Landlord and tenant — Rent review clause — Whether certain notices given by landlords were valid and effective for the purpose of setting the rent review machinery in motion — Also question whether lease of adjacent premises between the same parties framed by reference to the original lease incorporated the rent review clause — Held as a matter of construction of the second lease that the rent review clause was not incorporated — The main question, which arose on the first lease, was whether, although time was not of the essence of the clause, a notice given more than six years after the date provided in the clause for giving notice was effective — Held that a delay of more than six years was unreasonable and that the review machinery could not be invoked after such a lapse of time — United Scientific Holdings Ltd v Burnley Borough Council cited — James v Heim Gallery (London) Ltd distinguished

This was an
originating summons by which the plaintiffs, Telegraph Properties (Securities)
Ltd, sought a declaration that certain notices were effective to operate a rent
review clause. The plaintiffs were the successors in title of the original
lessors and the defendants, Courtaulds Ltd, were the successors of the original
lessees. The properties which were the subject of the present proceedings were
portions of Lansen House, Gladstone Street, Darlington, and adjacent premises.

D M W Barnes
(instructed by Radcliffes & Co) appeared on behalf of the plaintiffs; N B
Primost (instructed by S B Gilinsky & Co) represented the defendants.

Giving
judgment, FOSTER J said: By this originating summons the plaintiffs seek a
declaration that certain notices given to the defendants constitute a valid and
effective notice for the purpose of putting into effect a rent review clause
and a declaration that the plaintiffs are entitled to have the rents payable in
respect of the last seven years of two leases reviewed.

The
conveyancing history
. By a lease dated February 2
1966 made between A G Goldsworth and Co Ltd, the lessor, and Goldsworthy
Textiles Ltd, the lessee, the lessor demised to the lessee the ground floor,
mezzanine and first floor of a property, Lansen House, Gladstone Street,
Darlington, for a period of 14 years from January 1 1966 for the yearly rent of
£2,000. By clause 5 of that lease it was provided as follows:

If either
party so desire at the end of the first 7 years to apply for a revision of the
rent and shall give 3 months notice in writing of such desire then such rent
shall be revised in accordance with the rents prevailing for similar premises
in the same area excluding any goodwill which shall have become attached to the
demised premises by reason of the carrying on thereat of the business of the
lessee and excluding any effect on rent of any improvements carried out by the
lessee and in the event of the parties failing to agree then the matter should
be referred to a single arbitrator to be approved by the lessor and lessee
under the provisions of the Arbitration Act 1950 or any statutory modification
or re-enactment for the time being in force.

The first
seven years ended on January 1 1973 and three months before that was October 1
1972, so that any notice should be given previously to that date.

###

__Direction A__.
Answer these from the law report:
(i) Who appeared for the defendants, and which firm instructed them?
(ii) What yearly rent did the lease dated February 2 1966 set?
(iii) On what date did the first seven years of that lease end?
__Direction B__. Reproduce word for word the part of the law report running from "This was an" down to "represented the defendants.".

__Recorded information__.
###

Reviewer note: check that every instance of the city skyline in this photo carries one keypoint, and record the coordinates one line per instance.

###

__Full solution A__.
(i) N B Primost, instructed by S B Gilinsky & Co.
(ii) £2,000.
(iii) January 1 1973.

__Full solution B__.
This was an
originating summons by which the plaintiffs, Telegraph Properties (Securities)
Ltd, sought a declaration that certain notices were effective to operate a rent
review clause. The plaintiffs were the successors in title of the original
lessors and the defendants, Courtaulds Ltd, were the successors of the original
lessees. The properties which were the subject of the present proceedings were
portions of Lansen House, Gladstone Street, Darlington, and adjacent premises.

D M W Barnes
(instructed by Radcliffes & Co) appeared on behalf of the plaintiffs; N B
Primost (instructed by S B Gilinsky & Co) represented the defendants.